Luogo Comune. Parees Mural Festival 2021. Oviedo, Spain. (photo © Aida Baja)

The themes and personalities grappled with by artists were varied, as are the styles represented on these facades of Oviedo; here you’ll see memories of mining, tambourines that fuse folklore and feminism, the famous Spanish singer and Asturia native Tino Casal, the scientist Margarita Salas and a historical tribute to the San Claudio Faience Factory. Organizers like to say the new works transfer decades of history to our present.

Read below the descriptions of various works as provided by the folks at the 5th Annual Parees Fest. Our special thanks to them and to photographers Fer Alcala and Mirahaciaatras, for sharing their great talents here with BSA readers.

Luogo Comune. Parees Mural Festival 2021. Oviedo, Spain. (photo © Fer Alcala)

LUOGO COMUNE

For this edition, the Italian Luogo Comune has painted a huge mural dedicated to Oviedo. The inspiration has been provided by citizen testimonies, the personal stories of dozens of people who participated in the campaign “What do you think makes the city of Oviedo special?”.

The answers to this question, launched by Parees Fest and the City Council’s Citizen Participation Area, were transferred to the artist, who has composed a work that combines history and nature, the pre-Romanesque past and the proximity of the mountain in its iconography.

Luogo Comune. Parees Mural Festival 2021. Oviedo, Spain. (photo © Fer Alcala)
Luogo Comune. Parees Mural Festival 2021. Oviedo, Spain. (photo © Fer Alcala)
Foni Ardao. Parees Mural Festival 2021. Oviedo, Spain. (photo © Mirahaciaatras)

FONI ARDAO

Among Parees Fest’ Asturian themes, those with literary content stand out, such as the murals dedicated to Clarín or Dolores Medio.

To illustrate the famous story “Montesín” by María Josefa Canellada, a philologist and one of the main Asturian writers of the last century, the Asturian artist Foni Ardao explored the tender relationship between the lost goat and her little caretakers.

A well-deserved honour to the first children’s book in Asturian, written in 1979, where we can see the goat Montesín in the arms of the girl, in the lands below l’Escorial, while the boy plays the guitar with his friend the magpie on his shoulder.
• • • •
◆ Challenge A ◆
Answer these questions about the Parees Fest text:
(i) Which scientist does it name among the themes on the facades of Oviedo?
(ii) What question did the campaign behind the Luogo Comune mural ask?
(iii) In what year was the first children's book in Asturian written?
◆ Challenge B ◆
Write out the passage of the Parees Fest text word for word, starting at "The answers to" and ending at "or Dolores Medio.".

◆ Supplied data ◆
• • • •
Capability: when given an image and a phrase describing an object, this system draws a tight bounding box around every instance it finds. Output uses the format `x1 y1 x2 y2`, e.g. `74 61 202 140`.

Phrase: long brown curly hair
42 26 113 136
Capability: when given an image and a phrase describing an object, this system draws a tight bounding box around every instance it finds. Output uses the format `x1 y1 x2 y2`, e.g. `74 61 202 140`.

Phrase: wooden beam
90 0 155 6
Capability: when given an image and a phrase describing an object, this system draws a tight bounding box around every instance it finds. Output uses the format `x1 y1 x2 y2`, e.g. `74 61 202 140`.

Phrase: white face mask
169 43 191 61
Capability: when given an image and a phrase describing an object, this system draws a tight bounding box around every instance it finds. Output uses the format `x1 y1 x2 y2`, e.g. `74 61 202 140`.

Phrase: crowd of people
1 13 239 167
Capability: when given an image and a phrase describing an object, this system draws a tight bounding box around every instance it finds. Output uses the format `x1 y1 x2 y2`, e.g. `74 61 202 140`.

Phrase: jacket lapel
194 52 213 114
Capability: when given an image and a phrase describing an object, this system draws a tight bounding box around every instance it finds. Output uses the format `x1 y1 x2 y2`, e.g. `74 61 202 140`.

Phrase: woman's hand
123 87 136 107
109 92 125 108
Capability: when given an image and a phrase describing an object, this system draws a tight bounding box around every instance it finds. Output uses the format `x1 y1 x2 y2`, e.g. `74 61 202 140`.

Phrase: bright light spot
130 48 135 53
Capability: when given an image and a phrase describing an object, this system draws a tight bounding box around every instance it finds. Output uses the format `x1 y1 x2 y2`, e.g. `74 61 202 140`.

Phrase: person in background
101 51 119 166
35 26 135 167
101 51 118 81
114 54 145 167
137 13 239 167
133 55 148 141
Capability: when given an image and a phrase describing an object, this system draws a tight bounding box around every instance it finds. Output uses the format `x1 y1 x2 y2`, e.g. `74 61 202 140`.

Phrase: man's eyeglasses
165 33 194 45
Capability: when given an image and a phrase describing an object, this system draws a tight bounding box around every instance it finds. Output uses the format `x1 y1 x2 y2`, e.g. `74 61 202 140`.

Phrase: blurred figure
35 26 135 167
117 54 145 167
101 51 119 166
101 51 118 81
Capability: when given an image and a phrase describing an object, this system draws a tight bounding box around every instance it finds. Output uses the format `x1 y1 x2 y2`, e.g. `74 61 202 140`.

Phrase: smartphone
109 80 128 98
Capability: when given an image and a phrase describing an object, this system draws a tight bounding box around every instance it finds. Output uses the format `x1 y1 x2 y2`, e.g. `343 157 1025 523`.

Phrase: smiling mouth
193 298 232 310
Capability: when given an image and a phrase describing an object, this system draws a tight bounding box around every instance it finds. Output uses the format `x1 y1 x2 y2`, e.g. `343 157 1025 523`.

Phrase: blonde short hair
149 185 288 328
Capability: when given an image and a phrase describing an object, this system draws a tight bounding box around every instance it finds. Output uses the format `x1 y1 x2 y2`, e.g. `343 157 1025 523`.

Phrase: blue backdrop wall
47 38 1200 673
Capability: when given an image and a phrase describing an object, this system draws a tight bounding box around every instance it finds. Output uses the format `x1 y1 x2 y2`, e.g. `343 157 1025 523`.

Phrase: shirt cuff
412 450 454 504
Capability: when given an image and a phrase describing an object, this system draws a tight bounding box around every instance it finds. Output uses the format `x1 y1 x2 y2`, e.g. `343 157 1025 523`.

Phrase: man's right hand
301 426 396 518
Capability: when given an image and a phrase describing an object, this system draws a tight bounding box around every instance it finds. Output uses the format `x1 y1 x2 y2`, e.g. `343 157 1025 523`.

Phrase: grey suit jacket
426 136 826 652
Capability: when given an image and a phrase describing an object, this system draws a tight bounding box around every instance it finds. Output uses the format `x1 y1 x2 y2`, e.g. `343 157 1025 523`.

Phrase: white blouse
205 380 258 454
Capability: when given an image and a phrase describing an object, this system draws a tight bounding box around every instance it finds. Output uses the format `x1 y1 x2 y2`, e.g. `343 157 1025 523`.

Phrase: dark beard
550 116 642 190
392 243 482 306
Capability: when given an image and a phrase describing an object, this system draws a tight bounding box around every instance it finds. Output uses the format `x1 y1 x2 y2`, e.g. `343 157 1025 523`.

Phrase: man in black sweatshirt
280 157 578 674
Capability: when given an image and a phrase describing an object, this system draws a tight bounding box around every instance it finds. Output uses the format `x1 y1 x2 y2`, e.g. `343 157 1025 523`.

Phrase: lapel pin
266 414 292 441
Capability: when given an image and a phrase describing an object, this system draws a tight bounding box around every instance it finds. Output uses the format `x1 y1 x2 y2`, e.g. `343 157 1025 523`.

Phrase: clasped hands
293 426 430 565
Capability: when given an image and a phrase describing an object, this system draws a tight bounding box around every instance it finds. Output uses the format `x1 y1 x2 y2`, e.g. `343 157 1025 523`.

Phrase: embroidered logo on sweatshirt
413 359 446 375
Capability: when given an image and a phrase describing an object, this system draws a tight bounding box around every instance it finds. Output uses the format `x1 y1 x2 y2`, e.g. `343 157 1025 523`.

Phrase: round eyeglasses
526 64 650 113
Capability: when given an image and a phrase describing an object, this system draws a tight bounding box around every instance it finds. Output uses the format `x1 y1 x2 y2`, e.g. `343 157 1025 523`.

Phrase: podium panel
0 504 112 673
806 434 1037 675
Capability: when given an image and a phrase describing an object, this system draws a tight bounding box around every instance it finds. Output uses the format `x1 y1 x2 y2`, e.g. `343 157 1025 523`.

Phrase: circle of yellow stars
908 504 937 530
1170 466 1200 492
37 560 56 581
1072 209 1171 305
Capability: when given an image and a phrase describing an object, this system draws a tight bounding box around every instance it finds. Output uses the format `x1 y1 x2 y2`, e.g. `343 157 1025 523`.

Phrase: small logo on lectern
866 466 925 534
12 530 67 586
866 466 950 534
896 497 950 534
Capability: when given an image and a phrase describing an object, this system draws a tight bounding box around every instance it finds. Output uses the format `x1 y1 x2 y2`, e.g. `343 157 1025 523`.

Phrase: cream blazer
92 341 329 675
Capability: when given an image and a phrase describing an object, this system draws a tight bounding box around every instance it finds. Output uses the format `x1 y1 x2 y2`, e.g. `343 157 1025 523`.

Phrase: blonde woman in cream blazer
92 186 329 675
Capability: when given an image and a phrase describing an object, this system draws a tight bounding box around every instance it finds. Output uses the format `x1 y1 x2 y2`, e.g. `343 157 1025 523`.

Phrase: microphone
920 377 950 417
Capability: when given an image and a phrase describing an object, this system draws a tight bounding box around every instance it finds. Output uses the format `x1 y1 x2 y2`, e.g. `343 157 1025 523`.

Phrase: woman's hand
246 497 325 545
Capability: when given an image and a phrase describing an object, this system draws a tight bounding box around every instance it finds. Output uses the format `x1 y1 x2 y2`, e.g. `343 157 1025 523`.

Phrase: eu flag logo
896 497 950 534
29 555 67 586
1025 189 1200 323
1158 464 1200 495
• • • •
◆ Exercise output A ◆
(i) Margarita Salas
(ii) "What do you think makes the city of Oviedo special?"
(iii) 1979

◆ Exercise output B ◆
The answers to this question, launched by Parees Fest and the City Council’s Citizen Participation Area, were transferred to the artist, who has composed a work that combines history and nature, the pre-Romanesque past and the proximity of the mountain in its iconography.

Luogo Comune. Parees Mural Festival 2021. Oviedo, Spain. (photo © Fer Alcala)
Luogo Comune. Parees Mural Festival 2021. Oviedo, Spain. (photo © Fer Alcala)
Foni Ardao. Parees Mural Festival 2021. Oviedo, Spain. (photo © Mirahaciaatras)

FONI ARDAO

Among Parees Fest’ Asturian themes, those with literary content stand out, such as the murals dedicated to Clarín or Dolores Medio.